** Selected excerpt follows **

Following the inspection, the overall rating for the home, as well as the areas of safe, effective, and well-led, went down from ‘requires improvement’ to ‘inadequate’.

“The service has been placed in special measures which means it will be kept under review and, if CQC do not propose to cancel the provider’s registration, there will be a re-inspection within six months to check for significant improvements”, the CQC said.

A spokesperson for the home said they did not wish to comment.

The report stated: “We found 33 records of incidents where people had expressed distress or agitation. On six occasions staff had used restraint and on three occasions the person had been exposed to risk of psychological abuse.

“This meant people were at risk of avoidable harm because staff did not have guidance to follow on how to best support people in the least restrictive way.”

One resident at the home who had heart failure needed regular weight
monitoring – but staff failed to respond when the person had lost eight pounds in 20 days.

Rebecca Bauers, CQC’s director for people with a learning disability and autistic people said the watchdog “will not hesitate to take further enforcement action” if necessary.

She said: “When we inspected Care @ Rainbow’s End, it was concerning to see a deterioration in the quality of care being provided and find several areas that continued to be a risk to people’s safety and welfare.

** End of Selected excerpt **

**The task:**
Output the part of the care home inspection report article that runs from "Following the inspection, the" to "of psychological abuse.", word for word. The items play no part in what follows.

** Source information follows **

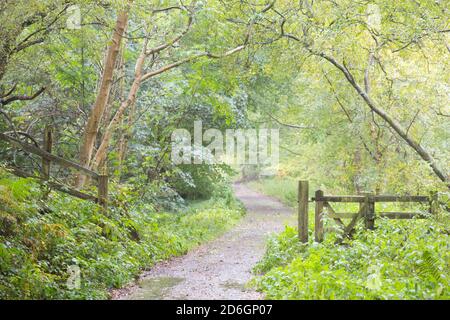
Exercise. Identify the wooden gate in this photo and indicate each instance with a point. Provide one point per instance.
(366, 210)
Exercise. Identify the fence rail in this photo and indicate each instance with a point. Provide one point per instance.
(48, 158)
(366, 210)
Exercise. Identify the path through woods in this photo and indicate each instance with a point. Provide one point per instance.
(220, 268)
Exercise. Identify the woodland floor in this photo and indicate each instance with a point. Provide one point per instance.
(219, 269)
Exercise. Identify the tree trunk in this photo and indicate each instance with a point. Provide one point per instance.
(131, 99)
(92, 126)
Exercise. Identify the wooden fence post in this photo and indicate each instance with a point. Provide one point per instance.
(103, 189)
(318, 225)
(303, 211)
(434, 204)
(369, 211)
(48, 143)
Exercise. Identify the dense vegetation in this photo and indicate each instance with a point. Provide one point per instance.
(37, 248)
(399, 260)
(359, 91)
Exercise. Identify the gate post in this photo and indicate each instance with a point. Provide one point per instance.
(318, 225)
(103, 189)
(303, 211)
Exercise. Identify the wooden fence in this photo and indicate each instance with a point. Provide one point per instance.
(48, 158)
(366, 210)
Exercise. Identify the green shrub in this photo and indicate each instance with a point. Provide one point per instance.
(37, 247)
(399, 260)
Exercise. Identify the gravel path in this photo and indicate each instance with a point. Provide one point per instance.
(218, 269)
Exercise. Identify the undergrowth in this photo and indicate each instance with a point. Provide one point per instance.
(401, 259)
(39, 247)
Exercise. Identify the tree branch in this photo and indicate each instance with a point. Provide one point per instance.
(6, 101)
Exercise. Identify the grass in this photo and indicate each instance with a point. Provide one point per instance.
(401, 259)
(38, 250)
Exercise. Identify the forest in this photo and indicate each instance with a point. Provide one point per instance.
(96, 202)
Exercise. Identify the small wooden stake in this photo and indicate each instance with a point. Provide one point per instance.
(318, 228)
(303, 211)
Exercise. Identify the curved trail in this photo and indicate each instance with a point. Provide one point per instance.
(218, 269)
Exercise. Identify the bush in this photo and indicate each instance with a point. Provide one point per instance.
(38, 248)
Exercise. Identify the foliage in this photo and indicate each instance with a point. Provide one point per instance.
(399, 260)
(37, 248)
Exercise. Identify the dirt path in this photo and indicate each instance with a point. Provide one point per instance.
(220, 268)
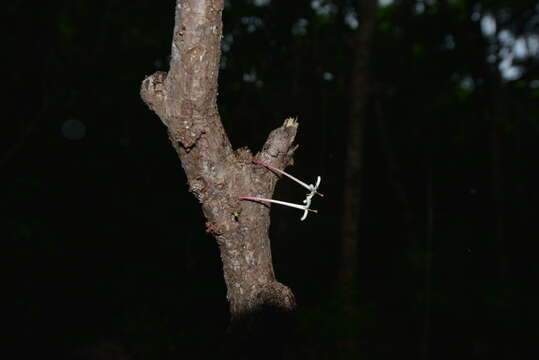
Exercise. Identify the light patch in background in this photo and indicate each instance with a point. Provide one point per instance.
(73, 129)
(300, 27)
(350, 19)
(261, 2)
(505, 47)
(322, 8)
(488, 25)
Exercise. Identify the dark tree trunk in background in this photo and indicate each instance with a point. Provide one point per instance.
(185, 99)
(360, 90)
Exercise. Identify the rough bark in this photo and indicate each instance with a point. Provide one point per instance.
(185, 99)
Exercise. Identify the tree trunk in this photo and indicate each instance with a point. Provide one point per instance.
(185, 99)
(360, 89)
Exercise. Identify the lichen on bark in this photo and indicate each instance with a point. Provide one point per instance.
(185, 99)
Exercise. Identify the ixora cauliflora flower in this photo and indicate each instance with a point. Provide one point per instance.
(307, 202)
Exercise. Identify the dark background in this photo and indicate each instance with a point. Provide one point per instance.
(108, 254)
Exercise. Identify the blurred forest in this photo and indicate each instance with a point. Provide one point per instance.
(108, 253)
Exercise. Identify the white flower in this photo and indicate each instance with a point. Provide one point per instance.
(313, 189)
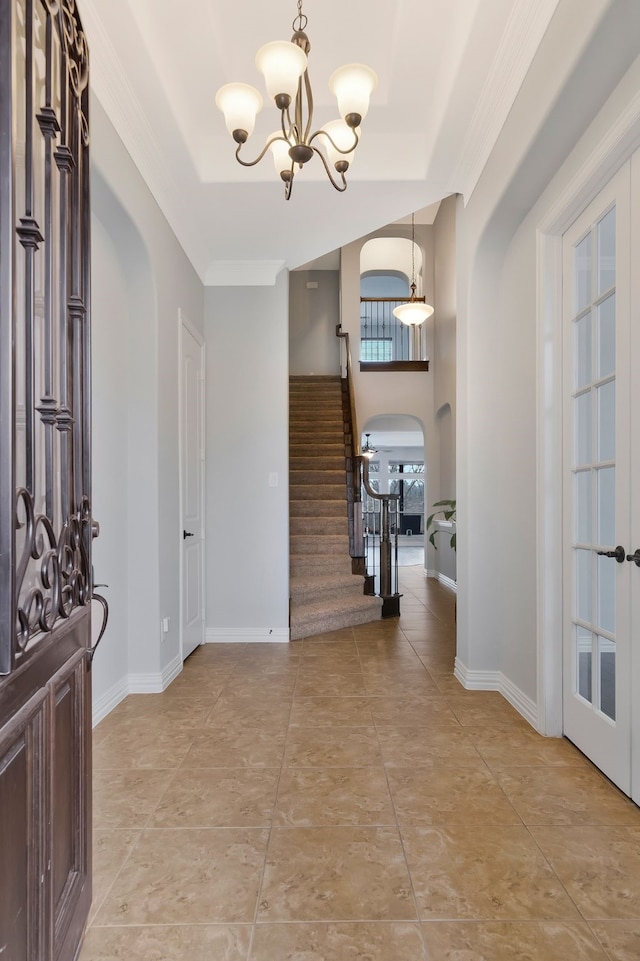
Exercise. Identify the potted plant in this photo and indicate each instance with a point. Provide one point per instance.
(447, 512)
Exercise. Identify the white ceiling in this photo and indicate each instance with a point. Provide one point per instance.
(448, 72)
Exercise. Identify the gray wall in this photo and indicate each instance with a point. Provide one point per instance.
(313, 315)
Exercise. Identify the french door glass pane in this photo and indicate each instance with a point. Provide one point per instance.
(583, 507)
(607, 251)
(606, 330)
(584, 659)
(582, 419)
(607, 594)
(606, 479)
(607, 421)
(582, 340)
(583, 274)
(607, 670)
(583, 584)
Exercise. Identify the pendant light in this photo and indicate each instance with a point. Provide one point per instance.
(414, 311)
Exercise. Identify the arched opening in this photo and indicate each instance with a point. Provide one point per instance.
(399, 467)
(388, 265)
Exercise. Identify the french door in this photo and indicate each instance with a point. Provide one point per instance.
(601, 646)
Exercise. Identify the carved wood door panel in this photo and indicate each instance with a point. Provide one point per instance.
(46, 525)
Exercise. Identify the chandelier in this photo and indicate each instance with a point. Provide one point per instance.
(283, 64)
(415, 311)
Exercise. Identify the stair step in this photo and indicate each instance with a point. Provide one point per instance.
(317, 526)
(317, 477)
(318, 461)
(320, 618)
(301, 491)
(318, 564)
(318, 508)
(306, 588)
(319, 544)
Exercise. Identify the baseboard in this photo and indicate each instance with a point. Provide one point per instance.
(497, 681)
(444, 580)
(108, 701)
(248, 635)
(155, 683)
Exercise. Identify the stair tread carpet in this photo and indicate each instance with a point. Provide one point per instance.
(325, 594)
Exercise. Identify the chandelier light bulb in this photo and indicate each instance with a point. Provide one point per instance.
(240, 103)
(352, 86)
(283, 65)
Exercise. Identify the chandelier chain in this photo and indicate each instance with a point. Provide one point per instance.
(300, 22)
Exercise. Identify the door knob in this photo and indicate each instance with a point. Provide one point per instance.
(618, 554)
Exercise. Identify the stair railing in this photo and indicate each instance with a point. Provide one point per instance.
(361, 538)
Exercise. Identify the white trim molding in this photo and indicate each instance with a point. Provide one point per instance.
(247, 635)
(109, 700)
(497, 681)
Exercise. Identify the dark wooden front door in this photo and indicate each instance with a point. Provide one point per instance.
(46, 525)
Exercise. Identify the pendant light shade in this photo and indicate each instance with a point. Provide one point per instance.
(414, 311)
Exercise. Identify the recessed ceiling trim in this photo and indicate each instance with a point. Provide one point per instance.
(521, 38)
(243, 273)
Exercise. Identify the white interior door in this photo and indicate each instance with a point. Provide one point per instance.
(601, 452)
(192, 604)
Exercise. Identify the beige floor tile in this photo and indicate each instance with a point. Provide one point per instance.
(571, 794)
(380, 941)
(220, 942)
(158, 708)
(399, 684)
(485, 708)
(432, 712)
(333, 796)
(273, 685)
(231, 710)
(505, 748)
(331, 711)
(198, 683)
(436, 795)
(188, 876)
(511, 941)
(420, 744)
(599, 866)
(126, 799)
(491, 874)
(336, 874)
(332, 747)
(241, 746)
(330, 685)
(141, 745)
(223, 797)
(111, 848)
(621, 939)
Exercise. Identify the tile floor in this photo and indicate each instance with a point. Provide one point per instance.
(342, 798)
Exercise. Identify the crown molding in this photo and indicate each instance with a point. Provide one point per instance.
(243, 273)
(523, 33)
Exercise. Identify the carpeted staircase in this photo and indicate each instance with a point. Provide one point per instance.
(325, 595)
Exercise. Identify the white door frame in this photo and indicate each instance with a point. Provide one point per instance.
(184, 322)
(612, 150)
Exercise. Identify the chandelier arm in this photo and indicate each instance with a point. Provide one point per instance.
(335, 146)
(342, 188)
(307, 87)
(252, 163)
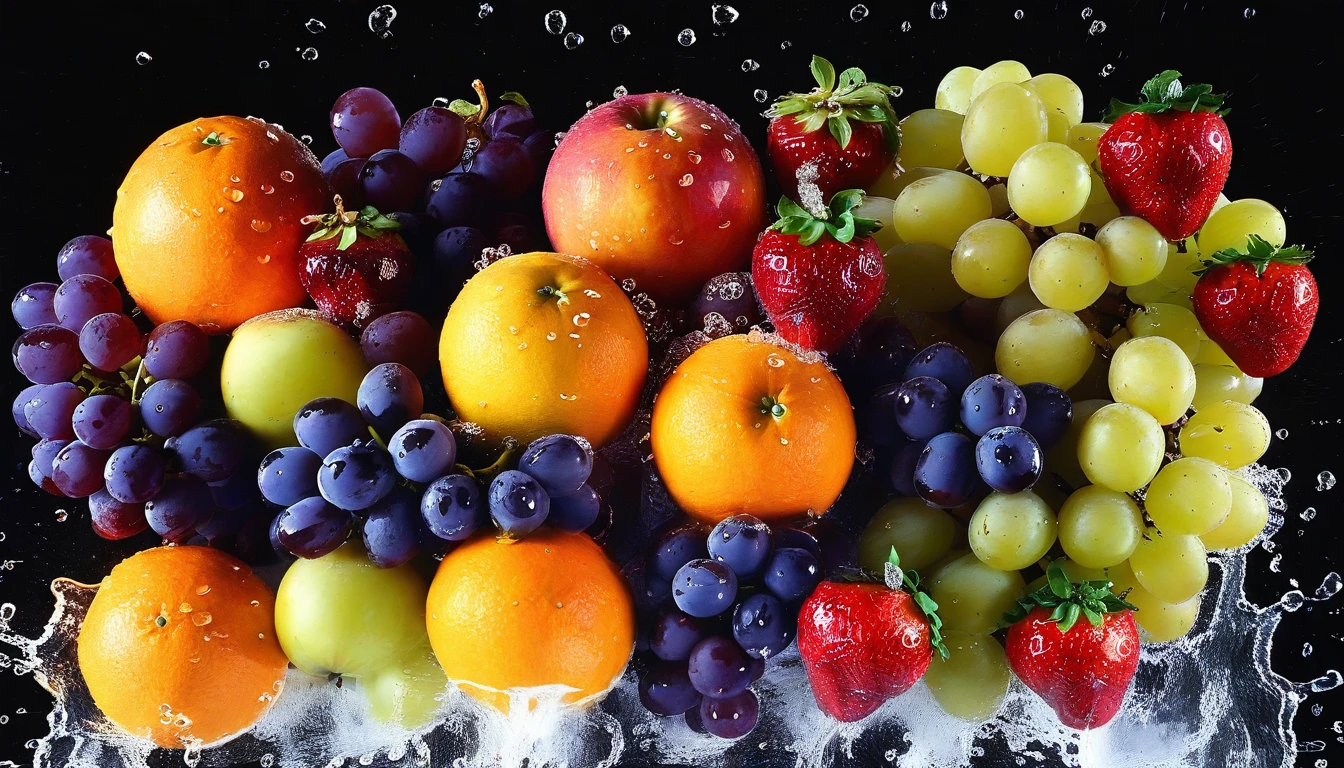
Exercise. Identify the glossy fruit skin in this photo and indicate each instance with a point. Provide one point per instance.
(1083, 673)
(1167, 168)
(860, 644)
(1261, 322)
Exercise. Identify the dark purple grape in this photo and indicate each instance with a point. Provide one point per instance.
(32, 305)
(170, 406)
(47, 354)
(135, 474)
(363, 121)
(561, 463)
(1008, 459)
(313, 527)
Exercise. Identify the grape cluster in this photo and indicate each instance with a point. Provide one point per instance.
(734, 604)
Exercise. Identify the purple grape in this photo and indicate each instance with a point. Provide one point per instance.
(32, 305)
(434, 137)
(313, 527)
(168, 406)
(135, 474)
(47, 354)
(363, 121)
(452, 507)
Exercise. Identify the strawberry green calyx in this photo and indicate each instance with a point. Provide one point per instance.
(836, 101)
(348, 225)
(1069, 600)
(1165, 93)
(836, 219)
(1258, 253)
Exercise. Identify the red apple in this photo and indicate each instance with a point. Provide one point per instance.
(657, 187)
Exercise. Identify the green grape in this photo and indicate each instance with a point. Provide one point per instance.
(1233, 225)
(991, 258)
(1190, 495)
(1100, 527)
(1048, 183)
(941, 207)
(1155, 374)
(1245, 519)
(1001, 124)
(1135, 250)
(1044, 346)
(1011, 531)
(932, 137)
(1215, 384)
(973, 596)
(1069, 272)
(1173, 566)
(1121, 447)
(921, 534)
(954, 90)
(973, 681)
(1227, 433)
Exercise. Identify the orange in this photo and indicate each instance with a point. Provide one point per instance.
(207, 221)
(543, 343)
(549, 609)
(179, 646)
(745, 425)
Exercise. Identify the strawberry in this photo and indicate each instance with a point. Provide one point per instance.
(355, 265)
(864, 642)
(1082, 669)
(1258, 305)
(819, 279)
(1165, 159)
(860, 140)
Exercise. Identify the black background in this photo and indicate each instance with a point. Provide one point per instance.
(77, 110)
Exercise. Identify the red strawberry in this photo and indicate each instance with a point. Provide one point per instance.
(1258, 305)
(860, 140)
(863, 642)
(1167, 158)
(355, 266)
(819, 279)
(1082, 669)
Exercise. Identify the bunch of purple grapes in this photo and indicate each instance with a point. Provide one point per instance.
(734, 604)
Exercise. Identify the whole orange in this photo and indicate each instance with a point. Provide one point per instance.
(542, 343)
(179, 646)
(549, 609)
(207, 221)
(745, 425)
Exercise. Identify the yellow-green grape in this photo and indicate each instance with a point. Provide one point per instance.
(1048, 184)
(1000, 125)
(1155, 374)
(1227, 433)
(1011, 531)
(1245, 521)
(1215, 384)
(1173, 566)
(1044, 346)
(973, 596)
(1233, 225)
(932, 137)
(954, 89)
(919, 280)
(1069, 272)
(1135, 250)
(1121, 447)
(1190, 495)
(973, 681)
(921, 534)
(1100, 527)
(1169, 322)
(991, 258)
(1083, 136)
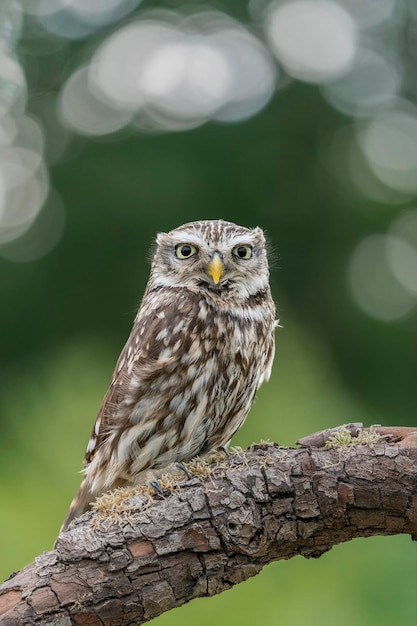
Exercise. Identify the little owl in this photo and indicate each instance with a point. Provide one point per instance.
(201, 345)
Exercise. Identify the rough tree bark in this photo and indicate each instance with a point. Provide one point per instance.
(268, 503)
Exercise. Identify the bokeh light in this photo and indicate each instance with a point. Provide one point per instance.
(314, 40)
(170, 74)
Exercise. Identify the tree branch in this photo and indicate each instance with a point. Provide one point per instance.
(211, 533)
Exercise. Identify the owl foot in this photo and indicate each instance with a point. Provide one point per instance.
(227, 455)
(156, 485)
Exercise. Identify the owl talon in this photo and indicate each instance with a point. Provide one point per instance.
(227, 455)
(182, 467)
(155, 484)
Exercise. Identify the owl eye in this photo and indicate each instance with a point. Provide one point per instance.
(242, 252)
(184, 250)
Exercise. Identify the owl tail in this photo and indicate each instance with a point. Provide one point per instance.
(79, 505)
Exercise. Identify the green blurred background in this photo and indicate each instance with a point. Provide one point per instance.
(296, 116)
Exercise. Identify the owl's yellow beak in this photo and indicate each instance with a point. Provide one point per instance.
(215, 268)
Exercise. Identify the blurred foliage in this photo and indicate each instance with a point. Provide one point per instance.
(66, 315)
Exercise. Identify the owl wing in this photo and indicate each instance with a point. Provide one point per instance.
(150, 351)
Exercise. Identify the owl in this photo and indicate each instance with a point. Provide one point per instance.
(201, 344)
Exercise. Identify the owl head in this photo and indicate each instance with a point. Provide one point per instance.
(212, 255)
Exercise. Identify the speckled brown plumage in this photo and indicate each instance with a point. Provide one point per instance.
(201, 344)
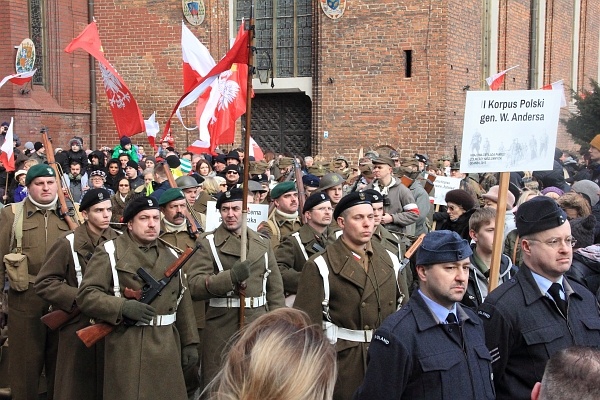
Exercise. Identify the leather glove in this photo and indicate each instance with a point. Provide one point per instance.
(189, 356)
(137, 311)
(240, 271)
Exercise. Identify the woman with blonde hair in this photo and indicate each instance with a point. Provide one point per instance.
(278, 356)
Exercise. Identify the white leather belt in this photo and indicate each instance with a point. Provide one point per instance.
(234, 302)
(355, 336)
(160, 320)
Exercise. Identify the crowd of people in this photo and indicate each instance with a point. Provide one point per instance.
(329, 299)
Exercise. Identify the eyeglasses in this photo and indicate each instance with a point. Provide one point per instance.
(555, 243)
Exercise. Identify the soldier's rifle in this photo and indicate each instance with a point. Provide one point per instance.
(147, 294)
(73, 223)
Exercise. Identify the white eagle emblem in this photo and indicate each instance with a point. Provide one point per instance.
(112, 85)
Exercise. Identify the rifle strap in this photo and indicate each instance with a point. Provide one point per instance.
(71, 238)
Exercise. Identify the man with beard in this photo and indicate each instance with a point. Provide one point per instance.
(174, 230)
(79, 370)
(349, 289)
(433, 348)
(40, 225)
(161, 336)
(220, 273)
(297, 248)
(284, 219)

** End of Source information **

**Exercise solution:**
Following the inspection, the overall rating for the home, as well as the areas of safe, effective, and well-led, went down from ‘requires improvement’ to ‘inadequate’.

“The service has been placed in special measures which means it will be kept under review and, if CQC do not propose to cancel the provider’s registration, there will be a re-inspection within six months to check for significant improvements”, the CQC said.

A spokesperson for the home said they did not wish to comment.

The report stated: “We found 33 records of incidents where people had expressed distress or agitation. On six occasions staff had used restraint and on three occasions the person had been exposed to risk of psychological abuse.